### Data under study
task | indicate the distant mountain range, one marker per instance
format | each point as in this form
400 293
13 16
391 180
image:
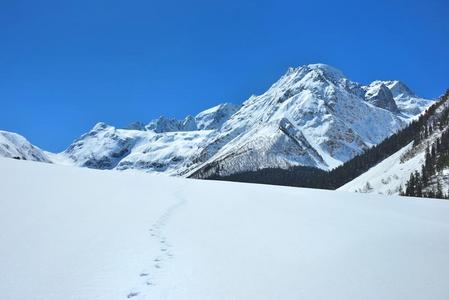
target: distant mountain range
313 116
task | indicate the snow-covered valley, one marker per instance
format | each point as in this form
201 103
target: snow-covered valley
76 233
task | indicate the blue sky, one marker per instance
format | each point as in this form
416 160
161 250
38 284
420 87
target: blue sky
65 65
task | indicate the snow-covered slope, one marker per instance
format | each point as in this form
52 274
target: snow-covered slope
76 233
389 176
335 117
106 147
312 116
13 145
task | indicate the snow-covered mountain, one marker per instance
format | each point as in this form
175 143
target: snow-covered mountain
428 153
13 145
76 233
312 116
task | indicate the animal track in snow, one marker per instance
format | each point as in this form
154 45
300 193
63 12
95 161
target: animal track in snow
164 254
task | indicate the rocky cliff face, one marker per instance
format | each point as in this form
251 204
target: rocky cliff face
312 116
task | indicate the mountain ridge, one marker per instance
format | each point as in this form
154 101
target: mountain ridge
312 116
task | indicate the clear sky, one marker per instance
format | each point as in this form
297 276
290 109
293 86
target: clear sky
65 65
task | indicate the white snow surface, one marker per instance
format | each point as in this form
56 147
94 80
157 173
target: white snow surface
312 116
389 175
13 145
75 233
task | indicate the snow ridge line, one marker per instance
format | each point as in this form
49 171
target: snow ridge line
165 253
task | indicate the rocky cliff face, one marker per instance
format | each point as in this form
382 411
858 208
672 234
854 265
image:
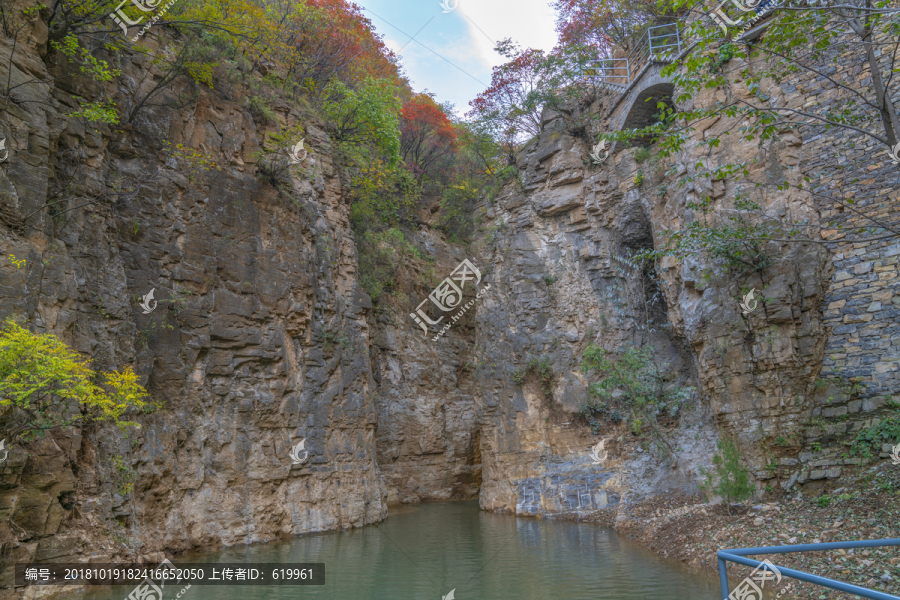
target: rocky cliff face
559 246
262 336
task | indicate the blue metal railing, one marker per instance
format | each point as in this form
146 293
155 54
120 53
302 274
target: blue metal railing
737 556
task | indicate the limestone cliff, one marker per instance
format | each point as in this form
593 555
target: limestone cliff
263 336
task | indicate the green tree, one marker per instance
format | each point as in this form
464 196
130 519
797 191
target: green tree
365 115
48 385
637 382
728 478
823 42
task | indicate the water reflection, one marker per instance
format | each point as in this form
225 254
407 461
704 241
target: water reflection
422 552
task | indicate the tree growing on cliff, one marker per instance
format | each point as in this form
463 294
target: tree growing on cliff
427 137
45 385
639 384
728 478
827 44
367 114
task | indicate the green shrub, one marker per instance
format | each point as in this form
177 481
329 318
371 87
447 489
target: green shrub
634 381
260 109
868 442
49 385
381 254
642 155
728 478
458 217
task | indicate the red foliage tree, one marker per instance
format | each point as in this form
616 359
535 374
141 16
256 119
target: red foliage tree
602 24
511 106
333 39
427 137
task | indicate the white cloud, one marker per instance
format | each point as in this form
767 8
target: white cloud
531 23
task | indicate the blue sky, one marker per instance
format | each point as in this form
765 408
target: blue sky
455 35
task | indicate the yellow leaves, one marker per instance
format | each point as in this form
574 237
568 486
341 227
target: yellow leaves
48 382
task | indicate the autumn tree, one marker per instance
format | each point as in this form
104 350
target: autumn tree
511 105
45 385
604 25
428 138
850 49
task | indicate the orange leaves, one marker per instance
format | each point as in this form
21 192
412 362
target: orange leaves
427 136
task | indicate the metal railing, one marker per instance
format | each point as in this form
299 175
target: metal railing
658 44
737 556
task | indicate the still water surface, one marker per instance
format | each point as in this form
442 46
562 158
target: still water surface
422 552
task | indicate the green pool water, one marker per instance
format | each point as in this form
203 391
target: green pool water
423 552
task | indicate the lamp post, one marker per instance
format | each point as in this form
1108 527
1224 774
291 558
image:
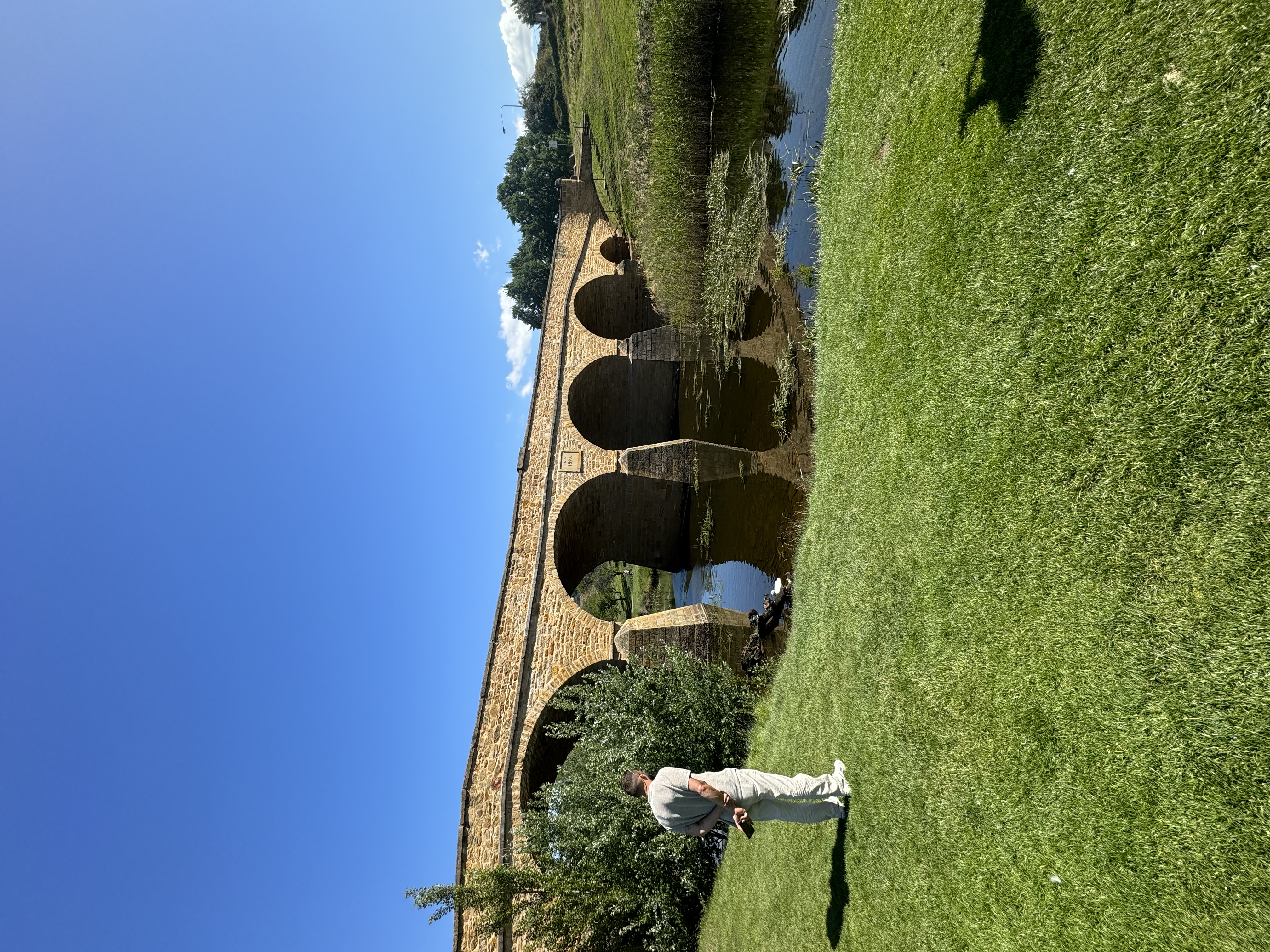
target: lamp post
######
▶ [Exercise objective]: Only the records, copied exactly and without pictures, should make up the answer.

▶ [Answer for this exercise]:
task | indicate the distant mountain range, one marker per instance
format | each point as in this form
400 293
13 16
391 180
image:
target: distant mountain range
313 116
task | indicate the snow-covered valley, one marker per instance
format | each point as in this form
201 103
target: snow-covered valley
76 233
task | indicate the blue sky, one marker per instance
format | each point as in this form
416 160
161 250
38 284
420 87
target: blue sky
65 65
task | indicate the snow-covered slope, one marker per instance
format | each point as in this form
52 274
target: snow-covered slope
76 233
389 176
335 117
106 147
312 116
13 145
task | indicate the snow-covered mountain, one marker per instance
format | each point as in this form
175 143
target: snow-covered mountain
428 153
13 145
76 233
312 116
task | indicate the animal track in snow, one marker per instance
format | each point as in this form
154 45
300 193
63 12
95 161
target: animal track in snow
164 254
task | indicate the rocky cliff face, one marker per instance
format | each point as in this form
251 204
target: rocky cliff face
312 116
task | indicate the mountain ridge, one marker per instance
format | each point as in this form
154 101
target: mountain ridge
312 116
task | indicate the clear sky, one marker per instance
format | each point as in this form
297 276
290 109
293 86
target: clear sky
65 65
task | indicate the white snow surface, one marker per instance
format | each point as in this form
56 147
94 80
157 173
target: white snow surface
312 116
389 175
13 145
75 233
task | indicate the snow ridge line, one marker per instance
format | each point as in this form
49 171
target: snow ridge line
165 253
task | indicate the rocky cliff face, one marker per instance
format | each point as in this form
382 411
858 208
672 234
854 265
image:
target: rocky cliff face
559 246
262 336
task | indicate the blue metal railing, one marker per instance
format | each point as in this form
146 293
155 54
120 53
302 274
target: blue metal railing
737 556
task | indicate the limestone cliff, one marker per instance
format | each point as in this form
593 555
target: limestone cliff
263 336
task | indicate the green tree, one marker per instance
format | each point as in this form
464 196
130 519
797 191
target: green tree
365 115
48 385
637 382
728 478
823 42
task | indicate the water reflection, one marker per instance
format | each point as in this form
225 254
407 461
704 241
target: water reflection
422 552
task | indicate the tree growing on cliff, one marker per instance
format | each point as in this form
463 294
target: tree growing on cliff
427 137
45 385
639 384
728 478
827 44
367 114
task | indicate the green shrub, one marker per instance
format | each point as in this form
177 481
329 318
371 87
447 489
target: green shrub
634 381
260 109
868 442
49 385
381 254
642 155
728 478
458 217
task | indicate the red foliage tree, one marker per instance
format | each point as in this form
616 359
535 374
141 16
256 119
target: red foliage tree
602 24
511 106
333 39
427 137
task | indicate the white cloud, one marker per instance
format | each point as in this form
767 8
target: white cloud
531 23
task | indicate the blue sky, one marker per instance
format | each point as in this form
765 408
target: blue sky
455 35
task | indicate the yellow leaves, one marker per instance
format | each point as in this form
574 237
568 486
341 227
target: yellow leaves
48 382
task | indicate the autumn tree, one marker per instance
format | each point as in this form
104 350
target: autumn tree
511 105
45 385
604 25
428 138
850 49
task | indicate the orange leaves, one marker per instance
format | each point as in this form
21 192
412 362
target: orange leaves
427 136
task | indicate the metal railing, one marker per instance
format | each point as in this form
299 175
target: metal railing
658 44
737 556
task | indicate the still water surface, one marker per instance
format | each point as in this form
442 46
562 158
target: still water surface
422 552
task | indicate the green pool water, one marker per instance
format | each point as in this form
203 391
target: green pool water
423 552
task | indicate the lamp post, one marker per instance
format | each point as in this form
1108 527
1224 774
291 558
image:
target: lamp post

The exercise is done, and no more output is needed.